* Consegna *
Elenca tutti gli anni citati nel brano su Pietro Gazzetti e scrivi accanto a ciascuno il fatto a cui si riferisce.

L’eremita Fra Pietro Gazzetti nacque il 28 gennaio 1617 a Poggio di Moncerrato e fu battezzato il medesimo giorno nella chiesa parrocchiale di san Lorenzo di Prignano, in diocesi di Reggio Emilia ma in territorio modenese. Il padre Santino oltre a lavorare un podere svolgeva anche la professione di sarto; la moglie Oliva Bonetti proveniva da Faeto, che allora faceva parte della parrocchia di Sassomorello, nella diocesi e nel distretto di Modena. La famiglia era allietata dalla presenza di quattro figli maschi, di cui il nostro Pietro era il minore, e di tre figlie, alle quali ben presto, per la generosità del padre, si aggiunse anche una cugina rimasta in giovane età vedova con una figlioletta.
Pietro, fin da piccolo, com’era costume, aiutava il padre sia nei lavori dei campi sia nel mestiere di sarto. Pur nei continui impegni di lavoro, non tralasciò occasione per imparare almeno a leggere e scrivere. In età giovanile primo maestro gli fu, a Prignano, don Antonio Maria Bertacchini, sacerdote “di gravi costumi e buone lettere”. Dopo aver esercitato il mestiere di sarto a Moncerrato si trasferì a Modena, dove fu per qualche tempo garzone di bottega di un certo Baldocchio. Aveva ormai l’età di 25 anni quando il duca di Modena Francesco I d’Este, nella lite che opponeva Odoardo Farnese al Papa Urbano VIII per il possesso di Castro, si schierò con il Farnese contro lo Stato pontificio. Nella guerra che ne seguì tra i soldati del duca si arruolò, nel 1643, anche Pietro Gazzetti, che prestò servizio dapprima a Modena ed in seguito nel presidio del Finale, allora terra di confine, incuneata nello Stato pontificio. Dopo la firma del trattato di pace tra i belligeranti nella primavera del 1644, Pietro Gazzetti, che in guerra aveva fedelmente servito il duca, rientrò al paese natale con la ferma intenzione di dedicarsi alla vita religiosa.
Non più giovanissimo, pur oberato dai disagi della povertà, dal lavoro nei campi e dall’attività di sarto, riprese gli studi sotto la guida di un maestro di scuola, il chierico don Domenico Tonelli di Vetriola, divenuto poi sacerdote nel 1648. Raggiunse così una buona abilità nel leggere, nello scrivere e nel far di conto. Intraprese anche numerosi pellegrinaggi a santuari e a luoghi santi, tra i quali si ricordano la Santa Casa di Loreto e San Francesco d’Assisi, dove ebbe modo di manifestare la sua soda e profonda devozione. Il tempo che non era dedicato ai campi, alla bottega e alla scuola, trascorreva ormai nella lettura dell’ufficio della Vergine, del Leggendario dei santi e d’altri libriccini spirituali, che si raccontava avesse sempre tra mano; era inoltre sempre più parco nel mangiare e nel bere e si diceva che la sua cena consistesse in una fetta di pane in poche noci e in un piccolo bicchiere di vino. La domenica era interamente dedicata alla preghiera, al servizio delle funzioni parrocchiali; inoltre, non appena ne fu all’altezza, si diede con zelo e passione ad insegnare ai fanciulli i principi della dottrina cristiana. Anche nella vita quotidiana non tralasciava mai, all’occorrenza, di intervenire nelle conversazioni per riportare quanto aveva udito nelle prediche o letto nelle vite dei santi ad edificazione dei presenti. La sua vita era tale che i conoscenti e i familiari lo chiamavano, non senza una punta di motteggio, il frate.

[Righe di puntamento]

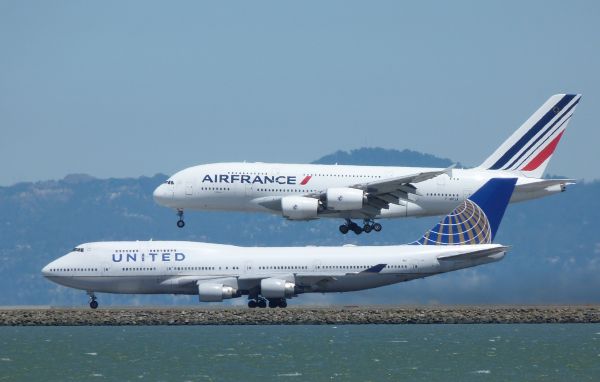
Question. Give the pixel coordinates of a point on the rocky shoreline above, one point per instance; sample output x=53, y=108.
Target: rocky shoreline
x=299, y=316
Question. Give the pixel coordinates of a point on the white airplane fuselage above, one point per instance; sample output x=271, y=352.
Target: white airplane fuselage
x=259, y=187
x=175, y=267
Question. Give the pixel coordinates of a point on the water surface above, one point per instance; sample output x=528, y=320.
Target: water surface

* Risposta *
- 1617: Pietro Gazzetti nasce il 28 gennaio a Poggio di Moncerrato e viene battezzato lo stesso giorno.
- 1643: si arruola tra i soldati del duca di Modena.
- 1644: in primavera viene firmato il trattato di pace tra i belligeranti.
- 1648: il chierico don Domenico Tonelli di Vetriola diventa sacerdote.